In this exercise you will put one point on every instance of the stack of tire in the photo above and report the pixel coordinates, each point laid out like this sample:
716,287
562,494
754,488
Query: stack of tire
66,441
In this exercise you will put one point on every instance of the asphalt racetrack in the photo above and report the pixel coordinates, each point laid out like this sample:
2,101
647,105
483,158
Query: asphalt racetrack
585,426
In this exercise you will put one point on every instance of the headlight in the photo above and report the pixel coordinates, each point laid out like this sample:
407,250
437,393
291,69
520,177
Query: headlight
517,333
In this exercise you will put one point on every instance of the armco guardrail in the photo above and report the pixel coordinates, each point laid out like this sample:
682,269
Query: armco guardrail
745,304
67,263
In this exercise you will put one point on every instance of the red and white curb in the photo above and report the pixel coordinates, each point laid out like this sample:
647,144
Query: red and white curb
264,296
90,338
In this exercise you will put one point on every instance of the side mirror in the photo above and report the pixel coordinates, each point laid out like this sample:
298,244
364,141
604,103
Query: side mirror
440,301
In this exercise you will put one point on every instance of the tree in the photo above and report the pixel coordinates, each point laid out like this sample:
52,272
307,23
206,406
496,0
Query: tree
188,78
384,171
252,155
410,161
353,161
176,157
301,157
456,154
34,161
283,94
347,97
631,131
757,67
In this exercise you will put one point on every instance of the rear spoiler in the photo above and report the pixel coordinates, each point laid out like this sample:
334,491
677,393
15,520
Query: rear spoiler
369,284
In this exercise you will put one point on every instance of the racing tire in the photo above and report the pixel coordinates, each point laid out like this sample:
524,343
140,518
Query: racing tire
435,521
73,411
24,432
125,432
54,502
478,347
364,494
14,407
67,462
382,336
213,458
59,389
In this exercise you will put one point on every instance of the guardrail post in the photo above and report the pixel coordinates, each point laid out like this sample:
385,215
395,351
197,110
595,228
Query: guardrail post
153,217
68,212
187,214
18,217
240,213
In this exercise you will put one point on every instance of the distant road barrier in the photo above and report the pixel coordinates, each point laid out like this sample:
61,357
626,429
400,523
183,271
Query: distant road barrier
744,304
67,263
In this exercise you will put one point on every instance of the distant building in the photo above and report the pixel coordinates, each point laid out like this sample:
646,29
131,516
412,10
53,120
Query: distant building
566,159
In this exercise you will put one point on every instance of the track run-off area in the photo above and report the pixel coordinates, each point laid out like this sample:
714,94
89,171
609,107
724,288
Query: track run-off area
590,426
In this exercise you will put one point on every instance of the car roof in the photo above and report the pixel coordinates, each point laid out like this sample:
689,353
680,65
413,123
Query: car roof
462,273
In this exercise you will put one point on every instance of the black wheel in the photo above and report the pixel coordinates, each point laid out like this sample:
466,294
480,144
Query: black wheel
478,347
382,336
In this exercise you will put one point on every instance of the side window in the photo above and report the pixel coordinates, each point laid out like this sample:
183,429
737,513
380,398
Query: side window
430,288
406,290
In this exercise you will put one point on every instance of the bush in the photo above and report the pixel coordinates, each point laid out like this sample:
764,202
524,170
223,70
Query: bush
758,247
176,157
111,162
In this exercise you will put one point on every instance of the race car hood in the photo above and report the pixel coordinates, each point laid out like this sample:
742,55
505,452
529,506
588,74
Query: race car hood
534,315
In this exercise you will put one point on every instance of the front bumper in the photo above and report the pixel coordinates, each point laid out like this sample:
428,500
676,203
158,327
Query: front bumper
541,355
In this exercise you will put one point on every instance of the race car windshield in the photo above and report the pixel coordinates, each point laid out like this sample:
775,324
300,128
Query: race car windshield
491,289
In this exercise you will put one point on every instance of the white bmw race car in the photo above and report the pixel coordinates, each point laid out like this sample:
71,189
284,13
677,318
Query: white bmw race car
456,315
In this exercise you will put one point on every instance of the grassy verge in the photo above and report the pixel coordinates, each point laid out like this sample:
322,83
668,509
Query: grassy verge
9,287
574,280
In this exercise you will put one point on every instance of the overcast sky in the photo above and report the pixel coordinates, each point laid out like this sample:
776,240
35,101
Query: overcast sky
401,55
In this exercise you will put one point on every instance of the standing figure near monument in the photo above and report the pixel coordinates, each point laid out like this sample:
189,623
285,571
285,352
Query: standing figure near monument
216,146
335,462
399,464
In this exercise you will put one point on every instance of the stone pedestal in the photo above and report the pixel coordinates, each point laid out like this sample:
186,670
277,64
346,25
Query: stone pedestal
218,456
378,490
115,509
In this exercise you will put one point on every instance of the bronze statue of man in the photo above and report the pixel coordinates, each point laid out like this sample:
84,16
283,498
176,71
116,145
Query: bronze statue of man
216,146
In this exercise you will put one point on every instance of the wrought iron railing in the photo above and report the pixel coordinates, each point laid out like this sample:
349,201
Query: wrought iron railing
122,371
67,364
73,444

══════════════════════════════

* _Task directions_:
Give every line of the records above as a JSON list of strings, one string per line, leaving out blank lines.

* _Solved problem_:
[
  "In this exercise you will put one point on every instance of the stack of tire in the photo above and report the pixel coordinates, each point laid out like this sample:",
  "716,287",
  "562,494",
  "754,488",
  "Query: stack of tire",
  "66,441",
  "In this exercise you will put one point on every instance of the asphalt racetrack in the photo above and report the pixel coordinates, each point laid out like this sample:",
  "2,101",
  "647,105",
  "483,158",
  "Query: asphalt racetrack",
  "585,426",
  "In this exercise you will put one point on every instance of the headlight in the photo above and report the pixel coordinates, each point laid out like this sample:",
  "407,250",
  "437,393",
  "291,69",
  "520,177",
  "Query: headlight",
  "517,333",
  "In this exercise you will put one point on every instance of the armco guardrail in the photo above and report the pixel coordinates, each point laid out like this sample:",
  "682,269",
  "Query: armco guardrail",
  "745,304",
  "67,263",
  "In this exercise you will put one point on every instance of the red and white curb in the photo above and report the pixel coordinates, each point laid out like this sample:",
  "647,144",
  "Query: red and white curb",
  "264,296",
  "90,338",
  "In this exercise you will put one point on every instance of the side mirror in the photo above and report the pixel coordinates, each point laid out like this sample:",
  "298,244",
  "364,141",
  "604,103",
  "Query: side mirror",
  "440,301",
  "In this exercise you will put one point on every instance of the tree in the photo above and report the pixel coordinates, each point laid out like this sample:",
  "52,272",
  "307,23",
  "206,406",
  "496,0",
  "Query: tree",
  "188,78",
  "384,171",
  "252,155",
  "410,161",
  "353,161",
  "176,157",
  "301,157",
  "456,154",
  "34,161",
  "283,94",
  "347,97",
  "631,131",
  "757,67",
  "In this exercise you will put one point on every instance of the rear spoiler in the photo above and report the pixel coordinates, each point laid out like this sample:",
  "334,491",
  "677,393",
  "15,520",
  "Query: rear spoiler",
  "369,284",
  "In this exercise you will put one point on every instance of the racing tire in the photo above and report the pixel coordinates, each point laid out like this sample:",
  "524,343",
  "140,518",
  "Query: racing tire",
  "435,521",
  "73,411",
  "24,432",
  "125,432",
  "54,502",
  "478,347",
  "364,494",
  "14,407",
  "67,462",
  "382,336",
  "213,458",
  "59,389",
  "In this exercise you will put one point on every instance of the guardrail post in the photo above and report the pixel coordinates, each point laid out like this sample:",
  "385,215",
  "395,351",
  "197,110",
  "595,228",
  "Query: guardrail post",
  "153,217",
  "68,212",
  "187,214",
  "18,217",
  "240,213",
  "In this exercise you will put one point on every instance of the distant road barrier in the photo above and report the pixel coordinates, each point laid out like this sample:",
  "61,357",
  "626,429",
  "400,523",
  "183,271",
  "Query: distant road barrier",
  "744,304",
  "67,263",
  "In this exercise you will put one point on every instance of the distant building in the photo above and report the pixel coordinates, each point laid out like this sample:",
  "646,29",
  "131,516",
  "412,10",
  "53,120",
  "Query: distant building",
  "566,159",
  "In this exercise you will put one point on every instance of the track run-off area in the photo above and report the pixel coordinates, each point laid out like this sample:",
  "714,94",
  "89,171",
  "609,107",
  "724,288",
  "Query: track run-off area",
  "590,426",
  "In this exercise you will put one point on every instance of the car roof in the photo above and report the pixel coordinates, each point laid out like this sample:",
  "689,353",
  "680,65",
  "413,123",
  "Query: car roof",
  "462,273",
  "In this exercise you will put one point on every instance of the black wheel in the photo above and report the pixel coordinates, each point laid out like this sample:",
  "466,294",
  "480,144",
  "Query: black wheel",
  "478,347",
  "382,336",
  "In this exercise you will put one point on every instance of the side window in the photo above and report the pixel coordinates, each point laid out like this sample:",
  "183,429",
  "737,513",
  "380,398",
  "Query: side window",
  "430,288",
  "406,290",
  "In this exercise you will put one point on every instance of the bush in the photo above and report the pixel coordinates, each point laid out like this sample:",
  "764,202",
  "524,170",
  "223,70",
  "Query: bush",
  "758,247",
  "176,157",
  "111,162",
  "In this exercise you will put one point on every instance of the race car hood in the photo above and report the pixel coordinates, each point laid out like this sample:",
  "742,55",
  "505,452",
  "529,506",
  "588,74",
  "Query: race car hood",
  "534,315",
  "In this exercise you will put one point on every instance of the front bumper in the photo above and report the pixel coordinates, each point laid out like this sample:",
  "428,500",
  "676,203",
  "158,327",
  "Query: front bumper",
  "541,355",
  "In this exercise you will put one point on every instance of the race car windshield in the photo above and report the pixel coordinates, each point laid out like this sample:",
  "775,324",
  "300,128",
  "Query: race car windshield",
  "491,289",
  "In this exercise you will put one point on every instance of the white bmw race car in the photo above and report the pixel coordinates, each point laid out like this sample:",
  "71,189",
  "284,13",
  "677,318",
  "Query: white bmw race car",
  "456,315",
  "In this exercise you will put one point on every instance of the grassy verge in the photo above and report the pixel coordinates, each point laid out like this sample:",
  "322,83",
  "668,509",
  "Query: grassy verge",
  "9,287",
  "574,280",
  "In this exercise you will put one point on every instance of the overcast sky in the photo above and report the pixel coordinates, each point laid out like this sample:",
  "776,240",
  "35,101",
  "Query: overcast sky",
  "401,55",
  "In this exercise you will put one point on every instance of the standing figure near monument in the photo above and report the pixel coordinates, each point laid out like this sample:",
  "189,623",
  "285,571",
  "285,352",
  "Query: standing figure near monument",
  "216,146",
  "335,462",
  "399,464",
  "In this exercise you will put one point on every instance of the stone pedestal in the photo above and report the pixel coordinates, each point laid out like this sample:",
  "186,670",
  "277,64",
  "346,25",
  "Query: stone pedestal",
  "218,456",
  "378,490",
  "115,509",
  "In this exercise you will put one point on every instance of the bronze statue of man in the photo above and report the pixel coordinates, each point laid out like this sample:",
  "84,16",
  "283,498",
  "176,71",
  "116,145",
  "Query: bronze statue of man",
  "216,146",
  "In this exercise you will put one point on every instance of the wrought iron railing in the photo above and report the pixel coordinates, each point laid out like this sample:",
  "349,201",
  "Query: wrought iron railing",
  "122,371",
  "67,364",
  "73,444"
]